__What to do__
Pictures in the records should not be copied, but every other part must be repeated exactly.

__Supplied entries__
# # # #
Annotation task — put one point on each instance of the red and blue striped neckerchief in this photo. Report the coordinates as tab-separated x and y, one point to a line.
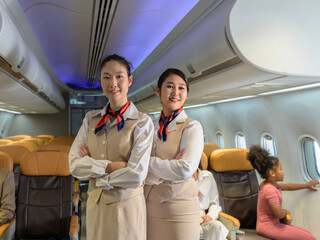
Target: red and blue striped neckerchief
164	122
109	112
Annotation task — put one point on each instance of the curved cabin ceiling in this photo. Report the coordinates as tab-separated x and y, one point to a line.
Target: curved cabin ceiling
76	34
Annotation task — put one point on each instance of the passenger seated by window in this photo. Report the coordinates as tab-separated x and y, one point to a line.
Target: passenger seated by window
269	210
210	227
7	197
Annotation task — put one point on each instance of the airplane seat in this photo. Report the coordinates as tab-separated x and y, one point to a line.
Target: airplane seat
204	162
231	223
37	141
23	136
31	146
13	138
44	203
7	230
5	142
6	161
17	153
66	140
208	148
238	188
54	147
65	148
50	137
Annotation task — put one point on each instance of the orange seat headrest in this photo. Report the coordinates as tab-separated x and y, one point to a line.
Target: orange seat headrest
6	161
16	152
208	148
223	160
44	163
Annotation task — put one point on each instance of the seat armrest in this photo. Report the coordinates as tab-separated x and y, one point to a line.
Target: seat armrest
231	223
74	227
7	230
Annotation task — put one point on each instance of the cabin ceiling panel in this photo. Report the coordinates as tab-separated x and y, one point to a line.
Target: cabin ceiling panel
140	25
63	29
15	97
277	36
# # # #
__Response below__
Annotation task — put one point on each instance of the red and blue striped neckerchief in this photo. Report the coordinates as tab-separated x and y, one point to a line.
Target: red and blue striped neckerchief
164	122
109	112
Annotation task — put one point on each instance of the curved cabin ceiling in this photo. Report the coordinates as tab-separated x and y, one point to a line.
Target: curved cabin ceiling
76	34
Annotation task — put one point on each instance of the passenger seated by window in this photo. Report the coordinates as tab-separated x and y, one point to a line.
Target: passenger seated by window
269	210
210	227
7	197
Annotation task — put one point on each instance of the airplane seat in this photo. Report the coordinates as tab-separated x and y, one point to a line.
Target: airplane seat
204	162
231	223
37	141
23	136
31	146
13	138
44	203
7	230
5	142
6	161
17	153
66	140
208	148
238	188
54	147
65	148
50	137
Annotation task — put one point on each instance of the orange seat headrest in this photo. Report the coordinates as tab-separated x and y, one point to a line.
Target: orange seat headrest
6	161
16	152
208	148
223	160
44	163
Annotation task — put one point on each instance of the seat armrest in this photo. Report the coordinates as tab-separated x and y, one point to a line.
Target: seat armrest
231	223
74	227
7	230
Annotation task — put one point on each instance of the cabin ceiling panel in this photo. Report the coordinates as tab-separated x and y, one point to a line.
Target: cabin ceiling panel
140	25
63	29
15	97
277	36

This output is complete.